◆ **WORK TASK**:
Go through the entries below from the first line and output each one exactly, up to and including the line with "box: [100, 2, 115, 47]".

◆ **PROVIDED DATA**:
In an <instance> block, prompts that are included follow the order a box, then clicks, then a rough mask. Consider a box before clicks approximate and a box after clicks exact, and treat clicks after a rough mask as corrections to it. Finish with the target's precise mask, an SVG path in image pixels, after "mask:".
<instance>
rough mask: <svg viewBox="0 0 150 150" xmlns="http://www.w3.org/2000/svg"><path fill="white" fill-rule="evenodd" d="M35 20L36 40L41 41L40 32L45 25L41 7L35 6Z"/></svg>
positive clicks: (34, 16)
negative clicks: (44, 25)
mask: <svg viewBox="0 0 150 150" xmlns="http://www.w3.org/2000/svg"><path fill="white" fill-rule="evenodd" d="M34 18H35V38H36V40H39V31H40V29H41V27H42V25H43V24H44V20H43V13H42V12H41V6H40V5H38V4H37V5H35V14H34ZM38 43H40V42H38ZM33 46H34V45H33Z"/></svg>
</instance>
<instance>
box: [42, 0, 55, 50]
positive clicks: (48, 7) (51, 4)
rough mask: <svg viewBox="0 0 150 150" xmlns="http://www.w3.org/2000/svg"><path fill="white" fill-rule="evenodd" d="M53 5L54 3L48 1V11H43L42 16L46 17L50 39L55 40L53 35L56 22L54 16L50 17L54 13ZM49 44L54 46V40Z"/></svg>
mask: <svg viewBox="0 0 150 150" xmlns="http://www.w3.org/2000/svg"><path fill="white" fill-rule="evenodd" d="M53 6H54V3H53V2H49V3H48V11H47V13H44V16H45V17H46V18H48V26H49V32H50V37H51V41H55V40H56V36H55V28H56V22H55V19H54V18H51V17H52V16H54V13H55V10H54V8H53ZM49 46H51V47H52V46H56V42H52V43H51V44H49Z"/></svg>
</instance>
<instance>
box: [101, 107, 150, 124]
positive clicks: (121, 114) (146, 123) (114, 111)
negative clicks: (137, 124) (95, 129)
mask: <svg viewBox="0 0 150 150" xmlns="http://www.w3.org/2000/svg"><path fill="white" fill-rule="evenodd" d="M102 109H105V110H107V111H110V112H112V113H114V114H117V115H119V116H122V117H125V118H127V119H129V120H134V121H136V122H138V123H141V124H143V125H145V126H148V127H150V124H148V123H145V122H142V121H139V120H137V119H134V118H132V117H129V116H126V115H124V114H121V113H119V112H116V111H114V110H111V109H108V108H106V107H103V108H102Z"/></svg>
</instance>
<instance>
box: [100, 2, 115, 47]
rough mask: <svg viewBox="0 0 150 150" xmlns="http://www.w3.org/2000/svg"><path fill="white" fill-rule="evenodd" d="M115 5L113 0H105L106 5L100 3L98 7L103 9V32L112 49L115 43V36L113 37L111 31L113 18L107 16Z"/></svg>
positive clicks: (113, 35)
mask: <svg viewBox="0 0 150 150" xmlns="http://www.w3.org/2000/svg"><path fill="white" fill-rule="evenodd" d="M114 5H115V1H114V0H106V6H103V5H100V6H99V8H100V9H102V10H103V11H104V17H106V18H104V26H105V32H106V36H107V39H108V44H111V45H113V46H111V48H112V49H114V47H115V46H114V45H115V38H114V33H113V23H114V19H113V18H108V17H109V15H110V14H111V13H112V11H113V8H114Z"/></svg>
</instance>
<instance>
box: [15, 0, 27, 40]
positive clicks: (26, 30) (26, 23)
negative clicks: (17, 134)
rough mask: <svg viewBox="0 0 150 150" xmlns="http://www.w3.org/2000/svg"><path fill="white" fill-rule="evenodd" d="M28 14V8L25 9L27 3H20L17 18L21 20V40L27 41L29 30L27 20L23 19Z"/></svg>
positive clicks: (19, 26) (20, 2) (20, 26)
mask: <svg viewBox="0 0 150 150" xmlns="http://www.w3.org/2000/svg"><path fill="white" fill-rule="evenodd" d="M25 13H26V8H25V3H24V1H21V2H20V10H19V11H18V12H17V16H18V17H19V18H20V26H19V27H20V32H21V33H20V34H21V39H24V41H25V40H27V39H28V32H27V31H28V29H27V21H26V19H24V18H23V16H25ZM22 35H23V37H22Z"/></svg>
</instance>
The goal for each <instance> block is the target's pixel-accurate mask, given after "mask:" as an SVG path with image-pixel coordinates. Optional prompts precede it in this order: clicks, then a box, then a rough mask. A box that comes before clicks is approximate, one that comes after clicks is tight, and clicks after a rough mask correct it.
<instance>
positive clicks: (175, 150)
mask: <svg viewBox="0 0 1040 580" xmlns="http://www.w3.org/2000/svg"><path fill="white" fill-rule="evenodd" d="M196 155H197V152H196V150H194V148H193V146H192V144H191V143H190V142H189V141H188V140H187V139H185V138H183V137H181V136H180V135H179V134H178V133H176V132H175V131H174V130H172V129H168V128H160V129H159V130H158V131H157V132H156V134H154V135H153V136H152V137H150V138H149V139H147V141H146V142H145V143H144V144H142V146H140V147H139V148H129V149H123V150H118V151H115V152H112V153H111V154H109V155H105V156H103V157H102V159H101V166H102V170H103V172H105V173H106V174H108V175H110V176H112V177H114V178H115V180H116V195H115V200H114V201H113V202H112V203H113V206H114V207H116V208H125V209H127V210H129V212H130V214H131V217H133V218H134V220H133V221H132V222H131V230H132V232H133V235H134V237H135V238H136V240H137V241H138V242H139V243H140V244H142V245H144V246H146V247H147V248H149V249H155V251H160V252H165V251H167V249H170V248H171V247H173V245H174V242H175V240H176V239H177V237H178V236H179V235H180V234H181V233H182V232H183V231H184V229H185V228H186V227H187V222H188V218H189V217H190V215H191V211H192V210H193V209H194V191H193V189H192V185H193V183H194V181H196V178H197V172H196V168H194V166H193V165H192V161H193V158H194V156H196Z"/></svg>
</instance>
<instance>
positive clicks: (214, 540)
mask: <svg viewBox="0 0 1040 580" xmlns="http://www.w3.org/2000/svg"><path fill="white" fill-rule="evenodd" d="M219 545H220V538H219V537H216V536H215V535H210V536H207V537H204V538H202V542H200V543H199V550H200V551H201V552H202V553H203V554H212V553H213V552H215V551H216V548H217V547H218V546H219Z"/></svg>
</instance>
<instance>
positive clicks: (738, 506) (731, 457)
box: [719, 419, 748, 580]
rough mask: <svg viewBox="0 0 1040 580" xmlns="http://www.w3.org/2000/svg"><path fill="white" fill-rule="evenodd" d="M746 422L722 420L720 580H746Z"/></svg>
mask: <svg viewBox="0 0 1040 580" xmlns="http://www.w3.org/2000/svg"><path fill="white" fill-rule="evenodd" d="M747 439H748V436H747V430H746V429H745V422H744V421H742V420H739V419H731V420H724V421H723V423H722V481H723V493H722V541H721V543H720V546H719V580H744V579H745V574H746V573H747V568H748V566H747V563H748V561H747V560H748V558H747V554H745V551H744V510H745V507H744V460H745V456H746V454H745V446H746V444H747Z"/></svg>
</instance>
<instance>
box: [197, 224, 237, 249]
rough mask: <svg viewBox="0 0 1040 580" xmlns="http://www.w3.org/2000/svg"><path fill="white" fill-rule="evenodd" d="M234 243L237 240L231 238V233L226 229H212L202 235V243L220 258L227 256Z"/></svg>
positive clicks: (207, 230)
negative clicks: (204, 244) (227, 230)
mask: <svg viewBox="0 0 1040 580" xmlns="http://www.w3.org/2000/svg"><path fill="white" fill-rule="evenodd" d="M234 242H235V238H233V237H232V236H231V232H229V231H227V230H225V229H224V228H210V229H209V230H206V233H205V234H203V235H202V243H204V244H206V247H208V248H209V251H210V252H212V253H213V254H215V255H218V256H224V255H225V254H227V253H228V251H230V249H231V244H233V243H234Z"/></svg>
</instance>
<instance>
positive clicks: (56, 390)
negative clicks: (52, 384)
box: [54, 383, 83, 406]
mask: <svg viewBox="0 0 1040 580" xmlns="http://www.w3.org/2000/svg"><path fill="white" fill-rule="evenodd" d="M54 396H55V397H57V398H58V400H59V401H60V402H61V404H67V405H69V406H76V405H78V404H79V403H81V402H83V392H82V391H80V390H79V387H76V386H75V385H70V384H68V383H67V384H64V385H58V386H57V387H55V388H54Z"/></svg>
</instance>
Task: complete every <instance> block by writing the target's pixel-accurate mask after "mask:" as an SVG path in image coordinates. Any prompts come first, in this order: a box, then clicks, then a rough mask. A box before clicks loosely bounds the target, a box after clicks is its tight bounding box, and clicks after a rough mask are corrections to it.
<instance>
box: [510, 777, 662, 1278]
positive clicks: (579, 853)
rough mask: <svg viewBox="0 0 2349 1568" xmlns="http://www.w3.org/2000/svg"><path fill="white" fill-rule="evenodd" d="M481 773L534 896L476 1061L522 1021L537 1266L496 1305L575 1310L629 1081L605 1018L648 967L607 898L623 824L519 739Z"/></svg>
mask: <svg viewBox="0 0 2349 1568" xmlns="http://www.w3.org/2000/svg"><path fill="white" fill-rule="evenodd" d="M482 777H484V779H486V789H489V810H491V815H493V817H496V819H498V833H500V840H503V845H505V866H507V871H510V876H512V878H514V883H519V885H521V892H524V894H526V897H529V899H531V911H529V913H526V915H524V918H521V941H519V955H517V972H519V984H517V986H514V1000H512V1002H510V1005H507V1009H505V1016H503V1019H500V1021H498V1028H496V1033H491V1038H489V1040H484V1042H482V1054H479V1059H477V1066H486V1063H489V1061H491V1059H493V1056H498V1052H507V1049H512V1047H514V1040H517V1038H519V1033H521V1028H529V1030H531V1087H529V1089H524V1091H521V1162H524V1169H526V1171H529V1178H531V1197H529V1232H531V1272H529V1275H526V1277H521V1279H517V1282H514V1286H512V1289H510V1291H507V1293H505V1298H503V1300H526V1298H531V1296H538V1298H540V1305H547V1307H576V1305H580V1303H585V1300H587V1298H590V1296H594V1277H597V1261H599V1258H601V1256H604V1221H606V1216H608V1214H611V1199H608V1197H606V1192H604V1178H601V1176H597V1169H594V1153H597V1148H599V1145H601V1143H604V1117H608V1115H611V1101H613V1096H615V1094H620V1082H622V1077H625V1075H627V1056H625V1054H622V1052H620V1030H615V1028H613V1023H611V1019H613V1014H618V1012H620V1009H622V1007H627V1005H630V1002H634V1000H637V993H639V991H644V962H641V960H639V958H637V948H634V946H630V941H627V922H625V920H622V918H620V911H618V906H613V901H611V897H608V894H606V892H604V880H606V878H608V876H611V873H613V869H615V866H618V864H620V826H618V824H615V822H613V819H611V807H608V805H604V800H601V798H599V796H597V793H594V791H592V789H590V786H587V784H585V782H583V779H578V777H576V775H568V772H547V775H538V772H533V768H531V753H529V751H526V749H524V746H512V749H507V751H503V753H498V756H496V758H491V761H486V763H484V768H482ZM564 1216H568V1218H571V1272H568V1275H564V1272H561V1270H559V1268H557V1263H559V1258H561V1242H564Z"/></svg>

◆ **WRITTEN RESPONSE**:
In an <instance> block, prompts that are included follow the order a box, then clicks, then a rough mask. Consider a box before clicks approximate and a box after clicks exact, and treat clicks after a rough mask as corrections to it. Finish with the target's precise mask, an SVG path in image pixels, after "mask:".
<instance>
rough mask: <svg viewBox="0 0 150 150" xmlns="http://www.w3.org/2000/svg"><path fill="white" fill-rule="evenodd" d="M35 20L36 40L41 41L40 32L45 25L41 7L35 6Z"/></svg>
positive clicks: (34, 16)
negative clicks: (44, 25)
mask: <svg viewBox="0 0 150 150" xmlns="http://www.w3.org/2000/svg"><path fill="white" fill-rule="evenodd" d="M34 18H35V38H36V40H39V31H40V29H41V27H42V25H43V24H44V20H43V13H42V12H41V6H40V5H38V4H37V5H35V14H34ZM38 43H40V42H38ZM33 46H34V45H33Z"/></svg>
</instance>
<instance>
box: [42, 0, 55, 50]
positive clicks: (48, 7) (51, 4)
rough mask: <svg viewBox="0 0 150 150" xmlns="http://www.w3.org/2000/svg"><path fill="white" fill-rule="evenodd" d="M53 5L54 3L48 1V11H43L42 16L46 17L50 39L55 40L53 35L56 22L54 16L50 17L54 13ZM49 44L54 46V40Z"/></svg>
mask: <svg viewBox="0 0 150 150" xmlns="http://www.w3.org/2000/svg"><path fill="white" fill-rule="evenodd" d="M53 6H54V3H53V2H49V3H48V11H47V13H44V16H45V17H46V18H48V26H49V32H50V37H51V41H55V40H56V36H55V28H56V22H55V19H54V18H51V17H52V16H54V13H55V10H54V8H53ZM49 46H51V47H52V46H56V42H52V43H51V44H49Z"/></svg>
</instance>
<instance>
box: [101, 107, 150, 124]
positive clicks: (121, 114) (146, 123) (114, 111)
negative clicks: (137, 124) (95, 129)
mask: <svg viewBox="0 0 150 150" xmlns="http://www.w3.org/2000/svg"><path fill="white" fill-rule="evenodd" d="M102 109H105V110H107V111H110V112H112V113H114V114H117V115H119V116H122V117H125V118H127V119H129V120H134V121H136V122H138V123H141V124H143V125H145V126H148V127H150V124H148V123H145V122H142V121H139V120H137V119H134V118H132V117H129V116H126V115H124V114H121V113H119V112H116V111H114V110H111V109H108V108H106V107H103V108H102Z"/></svg>
</instance>
<instance>
box: [100, 2, 115, 47]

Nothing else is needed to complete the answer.